Given data ▸

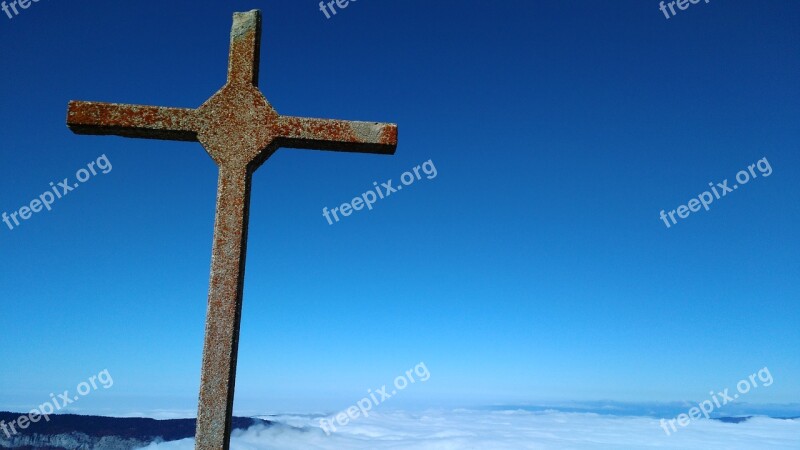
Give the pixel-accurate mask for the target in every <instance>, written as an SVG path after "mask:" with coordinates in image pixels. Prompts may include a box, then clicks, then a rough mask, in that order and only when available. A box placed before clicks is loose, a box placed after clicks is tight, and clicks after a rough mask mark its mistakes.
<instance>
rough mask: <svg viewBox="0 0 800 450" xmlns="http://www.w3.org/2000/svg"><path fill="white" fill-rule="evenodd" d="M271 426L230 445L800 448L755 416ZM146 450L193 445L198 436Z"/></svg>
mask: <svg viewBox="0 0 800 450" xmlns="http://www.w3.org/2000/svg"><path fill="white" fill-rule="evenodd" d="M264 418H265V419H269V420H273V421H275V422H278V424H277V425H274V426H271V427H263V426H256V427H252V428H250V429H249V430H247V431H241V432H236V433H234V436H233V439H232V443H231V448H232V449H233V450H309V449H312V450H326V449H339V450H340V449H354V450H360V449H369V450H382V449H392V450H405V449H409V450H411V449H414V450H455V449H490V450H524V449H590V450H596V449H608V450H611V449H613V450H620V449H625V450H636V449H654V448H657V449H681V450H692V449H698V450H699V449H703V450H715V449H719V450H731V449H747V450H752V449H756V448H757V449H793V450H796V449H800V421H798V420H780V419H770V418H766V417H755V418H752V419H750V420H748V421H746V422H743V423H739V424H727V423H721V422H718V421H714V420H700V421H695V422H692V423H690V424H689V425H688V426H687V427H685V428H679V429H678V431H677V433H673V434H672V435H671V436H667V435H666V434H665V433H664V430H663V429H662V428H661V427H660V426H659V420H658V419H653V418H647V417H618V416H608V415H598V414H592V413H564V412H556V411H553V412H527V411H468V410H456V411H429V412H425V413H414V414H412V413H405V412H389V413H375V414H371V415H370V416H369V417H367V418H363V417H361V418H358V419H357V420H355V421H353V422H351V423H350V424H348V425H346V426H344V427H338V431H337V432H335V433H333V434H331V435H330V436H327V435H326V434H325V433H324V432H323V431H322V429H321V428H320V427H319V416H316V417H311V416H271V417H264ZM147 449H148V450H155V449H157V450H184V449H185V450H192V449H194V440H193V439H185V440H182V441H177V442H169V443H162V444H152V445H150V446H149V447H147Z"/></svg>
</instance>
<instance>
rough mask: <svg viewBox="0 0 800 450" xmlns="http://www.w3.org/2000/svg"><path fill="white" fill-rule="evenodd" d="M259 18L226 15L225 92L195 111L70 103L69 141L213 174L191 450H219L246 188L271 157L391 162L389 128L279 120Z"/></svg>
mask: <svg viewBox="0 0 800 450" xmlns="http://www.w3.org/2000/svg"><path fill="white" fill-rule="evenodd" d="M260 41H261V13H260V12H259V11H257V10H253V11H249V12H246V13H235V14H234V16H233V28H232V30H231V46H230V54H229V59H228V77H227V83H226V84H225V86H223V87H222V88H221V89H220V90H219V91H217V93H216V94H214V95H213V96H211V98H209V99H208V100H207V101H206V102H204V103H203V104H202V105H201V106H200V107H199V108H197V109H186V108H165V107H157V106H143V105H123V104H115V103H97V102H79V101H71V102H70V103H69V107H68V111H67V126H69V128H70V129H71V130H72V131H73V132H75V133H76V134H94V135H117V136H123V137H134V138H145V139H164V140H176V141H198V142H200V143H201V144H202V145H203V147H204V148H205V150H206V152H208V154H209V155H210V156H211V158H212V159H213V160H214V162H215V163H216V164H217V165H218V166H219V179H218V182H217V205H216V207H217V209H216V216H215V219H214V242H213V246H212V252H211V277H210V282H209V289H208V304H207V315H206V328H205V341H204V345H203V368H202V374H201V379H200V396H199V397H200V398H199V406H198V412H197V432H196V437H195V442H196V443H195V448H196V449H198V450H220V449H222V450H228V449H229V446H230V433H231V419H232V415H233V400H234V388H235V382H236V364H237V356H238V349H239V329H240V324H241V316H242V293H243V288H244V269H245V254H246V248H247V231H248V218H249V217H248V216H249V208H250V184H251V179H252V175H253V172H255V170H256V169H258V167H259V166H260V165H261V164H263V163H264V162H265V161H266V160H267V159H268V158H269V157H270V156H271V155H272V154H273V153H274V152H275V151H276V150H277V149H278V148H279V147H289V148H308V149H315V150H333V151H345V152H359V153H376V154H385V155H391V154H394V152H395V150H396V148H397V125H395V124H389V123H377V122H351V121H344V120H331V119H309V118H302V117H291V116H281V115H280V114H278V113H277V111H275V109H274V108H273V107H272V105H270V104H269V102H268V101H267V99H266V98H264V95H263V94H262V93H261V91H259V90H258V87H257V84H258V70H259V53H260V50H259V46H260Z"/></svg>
---
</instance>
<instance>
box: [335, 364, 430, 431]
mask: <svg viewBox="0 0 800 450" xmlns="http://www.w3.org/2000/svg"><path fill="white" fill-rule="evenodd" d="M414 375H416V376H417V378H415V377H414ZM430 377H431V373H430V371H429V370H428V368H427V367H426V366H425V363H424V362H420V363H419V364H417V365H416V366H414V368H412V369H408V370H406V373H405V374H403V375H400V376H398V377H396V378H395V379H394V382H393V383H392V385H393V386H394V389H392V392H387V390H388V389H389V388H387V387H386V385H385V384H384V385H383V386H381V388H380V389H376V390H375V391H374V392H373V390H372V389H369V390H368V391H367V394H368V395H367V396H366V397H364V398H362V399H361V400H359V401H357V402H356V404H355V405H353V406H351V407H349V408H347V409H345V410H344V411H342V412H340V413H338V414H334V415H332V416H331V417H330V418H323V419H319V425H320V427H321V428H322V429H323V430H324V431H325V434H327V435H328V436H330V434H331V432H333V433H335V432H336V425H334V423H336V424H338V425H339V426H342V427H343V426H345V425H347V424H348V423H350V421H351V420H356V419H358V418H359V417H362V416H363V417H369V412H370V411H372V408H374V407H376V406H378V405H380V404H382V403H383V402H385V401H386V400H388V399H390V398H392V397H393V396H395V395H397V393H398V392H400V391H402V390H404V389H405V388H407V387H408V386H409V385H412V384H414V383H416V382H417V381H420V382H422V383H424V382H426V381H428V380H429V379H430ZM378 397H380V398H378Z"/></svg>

Activity ▸
Can you lay out the data from the line containing "Give the pixel-accurate" through the line containing "426L230 445L800 448L755" as a numbered list, leaving out any blank lines?

Written response ▸
1. Give the pixel-accurate mask for the target in every <instance>, written as an SVG path after "mask:" with coordinates in image pixels. Prompts may include a box, then clicks, then a rough mask, in that order and only when available. A box placed before clicks is loose, a box placed after clicks is tight, and clicks after a rough mask mark its mistakes.
2. <instance>
3. rough mask: <svg viewBox="0 0 800 450" xmlns="http://www.w3.org/2000/svg"><path fill="white" fill-rule="evenodd" d="M271 426L230 445L800 448L755 416ZM146 450L193 445L198 436Z"/></svg>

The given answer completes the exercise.